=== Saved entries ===
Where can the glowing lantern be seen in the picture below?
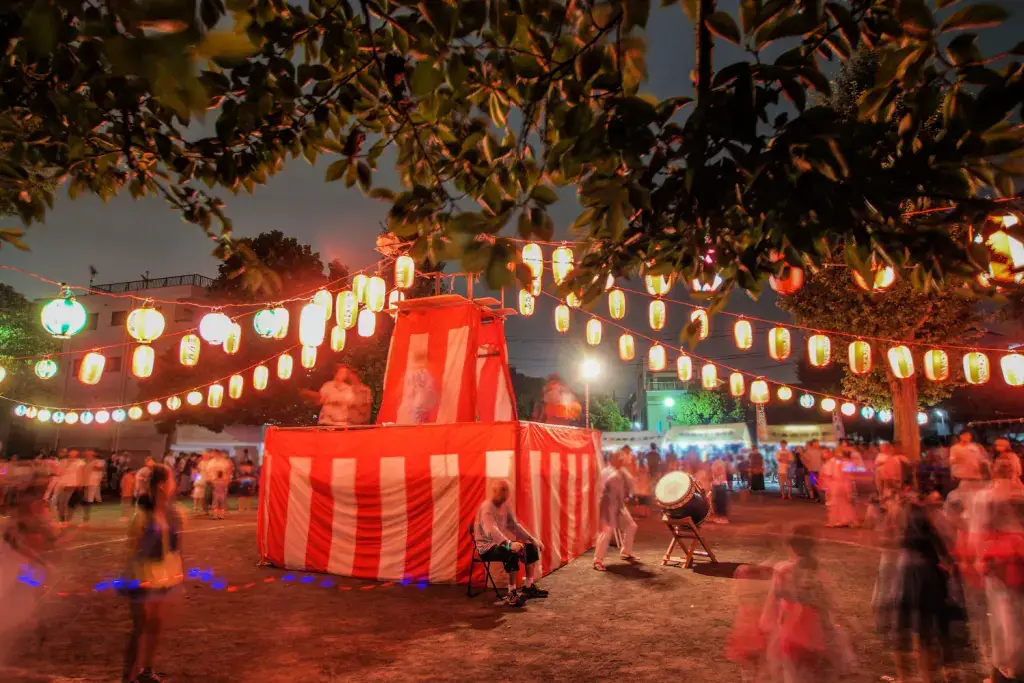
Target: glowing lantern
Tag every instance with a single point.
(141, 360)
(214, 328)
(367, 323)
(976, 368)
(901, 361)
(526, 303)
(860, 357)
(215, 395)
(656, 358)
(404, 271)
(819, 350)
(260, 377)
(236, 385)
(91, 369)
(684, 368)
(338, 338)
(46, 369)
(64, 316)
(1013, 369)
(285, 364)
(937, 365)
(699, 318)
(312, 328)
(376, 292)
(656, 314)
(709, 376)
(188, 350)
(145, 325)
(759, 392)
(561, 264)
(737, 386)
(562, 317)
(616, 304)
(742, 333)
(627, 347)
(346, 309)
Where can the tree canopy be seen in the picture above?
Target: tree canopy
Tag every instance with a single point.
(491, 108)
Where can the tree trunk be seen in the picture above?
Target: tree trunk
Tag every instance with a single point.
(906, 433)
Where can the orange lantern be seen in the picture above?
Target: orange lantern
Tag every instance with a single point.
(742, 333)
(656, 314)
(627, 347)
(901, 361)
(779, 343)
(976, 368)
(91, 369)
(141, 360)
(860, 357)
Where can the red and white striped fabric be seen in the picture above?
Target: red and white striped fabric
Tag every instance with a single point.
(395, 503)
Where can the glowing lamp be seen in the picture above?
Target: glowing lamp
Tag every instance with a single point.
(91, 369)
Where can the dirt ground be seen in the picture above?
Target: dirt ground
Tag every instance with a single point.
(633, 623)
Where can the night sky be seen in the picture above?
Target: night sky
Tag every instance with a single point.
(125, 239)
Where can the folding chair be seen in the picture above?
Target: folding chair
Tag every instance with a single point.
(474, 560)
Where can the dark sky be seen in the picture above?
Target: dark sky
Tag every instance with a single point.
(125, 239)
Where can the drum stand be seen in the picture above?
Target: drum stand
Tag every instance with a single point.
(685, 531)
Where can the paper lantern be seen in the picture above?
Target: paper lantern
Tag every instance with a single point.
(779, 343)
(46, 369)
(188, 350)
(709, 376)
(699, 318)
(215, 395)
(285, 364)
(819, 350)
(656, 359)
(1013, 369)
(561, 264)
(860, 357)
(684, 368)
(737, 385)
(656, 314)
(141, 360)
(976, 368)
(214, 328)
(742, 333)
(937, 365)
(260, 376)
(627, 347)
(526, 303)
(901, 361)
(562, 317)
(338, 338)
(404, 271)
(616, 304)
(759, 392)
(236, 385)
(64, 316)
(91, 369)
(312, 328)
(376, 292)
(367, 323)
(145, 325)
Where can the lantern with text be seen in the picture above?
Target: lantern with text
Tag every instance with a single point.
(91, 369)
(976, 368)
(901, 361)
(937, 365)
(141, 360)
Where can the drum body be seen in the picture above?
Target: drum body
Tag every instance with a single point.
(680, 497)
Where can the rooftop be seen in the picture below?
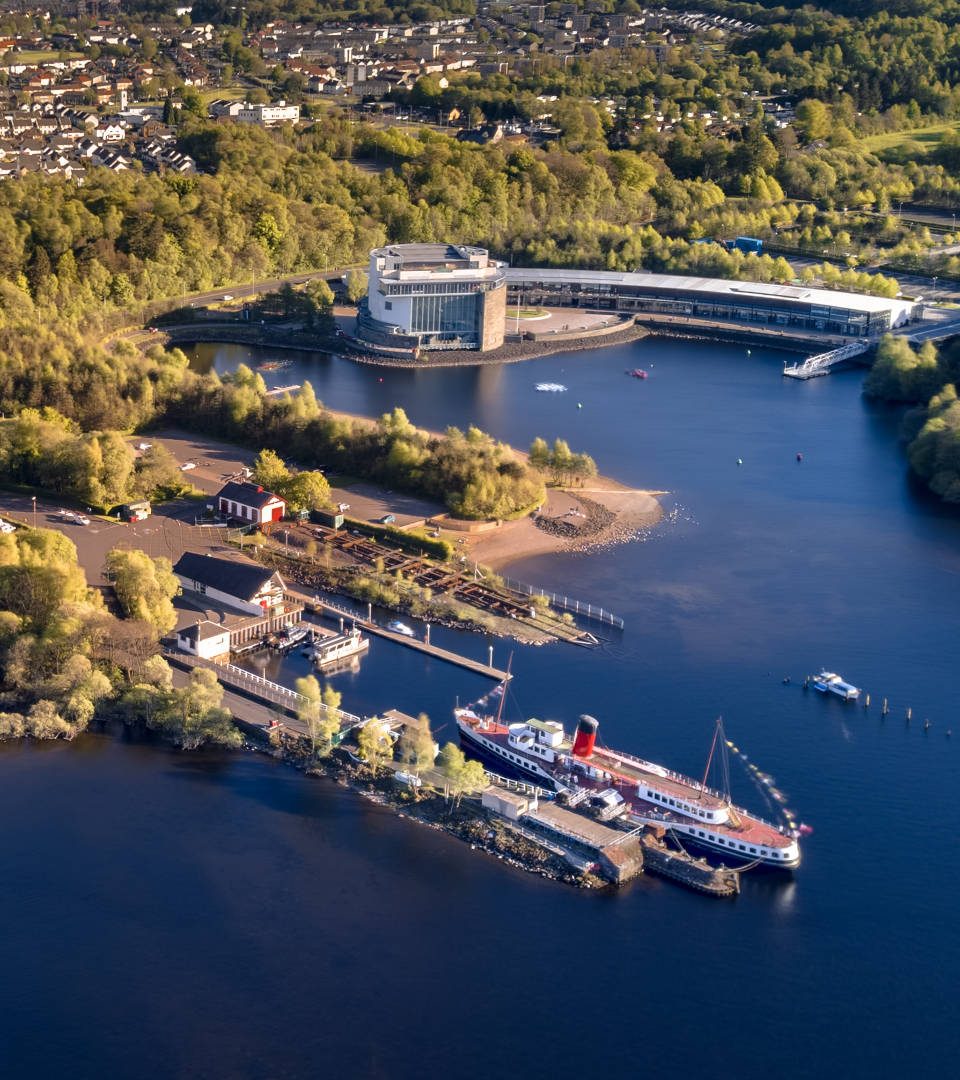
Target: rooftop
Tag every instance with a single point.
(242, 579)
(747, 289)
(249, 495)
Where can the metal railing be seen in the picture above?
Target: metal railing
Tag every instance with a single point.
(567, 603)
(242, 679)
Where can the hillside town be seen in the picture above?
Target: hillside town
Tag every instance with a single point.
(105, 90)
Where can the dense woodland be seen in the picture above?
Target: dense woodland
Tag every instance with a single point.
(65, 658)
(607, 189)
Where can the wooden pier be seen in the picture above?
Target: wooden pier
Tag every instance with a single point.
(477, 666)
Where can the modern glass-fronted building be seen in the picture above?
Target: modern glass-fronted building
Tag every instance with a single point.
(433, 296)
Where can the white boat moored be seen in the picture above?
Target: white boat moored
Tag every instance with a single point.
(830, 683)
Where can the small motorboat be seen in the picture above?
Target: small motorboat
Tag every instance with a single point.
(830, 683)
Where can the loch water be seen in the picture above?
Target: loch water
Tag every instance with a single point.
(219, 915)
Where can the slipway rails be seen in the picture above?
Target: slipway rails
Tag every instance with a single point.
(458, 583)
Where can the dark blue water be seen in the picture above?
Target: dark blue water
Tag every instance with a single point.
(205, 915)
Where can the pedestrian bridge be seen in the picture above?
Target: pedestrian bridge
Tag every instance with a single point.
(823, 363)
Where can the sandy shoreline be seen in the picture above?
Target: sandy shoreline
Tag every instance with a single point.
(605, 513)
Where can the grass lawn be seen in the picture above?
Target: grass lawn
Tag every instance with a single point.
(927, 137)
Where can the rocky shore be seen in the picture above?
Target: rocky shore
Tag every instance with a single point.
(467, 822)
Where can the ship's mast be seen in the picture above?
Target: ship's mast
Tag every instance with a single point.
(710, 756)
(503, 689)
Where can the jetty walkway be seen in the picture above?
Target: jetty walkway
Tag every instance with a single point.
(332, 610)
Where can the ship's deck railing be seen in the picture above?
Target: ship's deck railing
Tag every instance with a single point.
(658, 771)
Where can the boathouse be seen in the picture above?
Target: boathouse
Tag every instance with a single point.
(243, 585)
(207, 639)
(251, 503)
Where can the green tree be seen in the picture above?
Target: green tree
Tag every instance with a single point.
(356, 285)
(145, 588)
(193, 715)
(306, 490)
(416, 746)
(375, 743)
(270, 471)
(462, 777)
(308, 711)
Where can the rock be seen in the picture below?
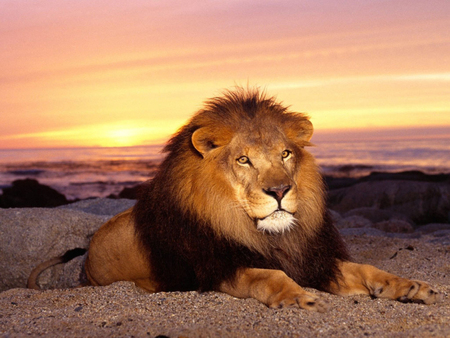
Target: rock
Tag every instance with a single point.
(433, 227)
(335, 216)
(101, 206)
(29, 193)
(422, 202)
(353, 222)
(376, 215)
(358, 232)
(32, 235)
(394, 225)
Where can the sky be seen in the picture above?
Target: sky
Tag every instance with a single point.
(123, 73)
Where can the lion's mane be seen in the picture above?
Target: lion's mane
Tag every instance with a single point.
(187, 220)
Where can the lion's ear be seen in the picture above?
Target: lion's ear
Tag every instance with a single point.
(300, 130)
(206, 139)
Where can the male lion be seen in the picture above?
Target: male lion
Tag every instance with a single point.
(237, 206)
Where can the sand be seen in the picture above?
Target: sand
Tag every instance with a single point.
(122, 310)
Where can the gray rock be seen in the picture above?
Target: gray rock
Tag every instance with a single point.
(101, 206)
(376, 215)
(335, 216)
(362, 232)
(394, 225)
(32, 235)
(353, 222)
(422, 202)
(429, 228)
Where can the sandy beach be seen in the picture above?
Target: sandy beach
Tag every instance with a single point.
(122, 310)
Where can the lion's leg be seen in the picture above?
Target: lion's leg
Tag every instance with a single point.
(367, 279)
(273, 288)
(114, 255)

=== YOUR TASK ===
Lines from the entries that contain the string "lion" are what must be copied.

=== ANSWER TO THE EXERCISE ===
Where can the lion's mane be seen in the picture above?
Target: lion's mane
Where can the lion's ear be seen in the picture above?
Target: lion's ear
Where can the male lion be seen in the picture above?
Target: male lion
Where can the lion's leg be seen in the picture above?
Target: lion's leg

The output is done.